Objective:
Render every line below as a JSON array of strings, one string per line, with blank lines omitted.

------ Data

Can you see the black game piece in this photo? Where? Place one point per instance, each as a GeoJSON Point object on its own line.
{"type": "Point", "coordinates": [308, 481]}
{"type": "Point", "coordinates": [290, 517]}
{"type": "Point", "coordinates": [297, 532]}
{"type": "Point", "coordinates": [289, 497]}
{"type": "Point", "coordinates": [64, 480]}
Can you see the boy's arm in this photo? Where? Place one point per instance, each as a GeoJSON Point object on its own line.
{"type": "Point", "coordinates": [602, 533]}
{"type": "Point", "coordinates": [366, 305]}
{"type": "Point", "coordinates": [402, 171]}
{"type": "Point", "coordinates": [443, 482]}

------------

Finished answer:
[
  "Can you see the black game piece in this photo? Where? Place one point per instance, each as a GeoJSON Point object on its own line.",
  "{\"type\": \"Point\", \"coordinates\": [308, 481]}",
  "{\"type\": \"Point\", \"coordinates\": [290, 517]}",
  "{\"type\": \"Point\", \"coordinates\": [297, 532]}",
  "{\"type\": \"Point\", \"coordinates\": [289, 497]}",
  "{\"type\": \"Point\", \"coordinates\": [64, 480]}",
  "Can you see the boy's arm in this photo? Where? Place one point per instance, each as a GeoJSON Point object on its own line.",
  "{\"type\": \"Point\", \"coordinates\": [602, 533]}",
  "{\"type\": \"Point\", \"coordinates\": [366, 305]}",
  "{\"type\": \"Point\", \"coordinates\": [402, 171]}",
  "{\"type\": \"Point\", \"coordinates\": [443, 482]}"
]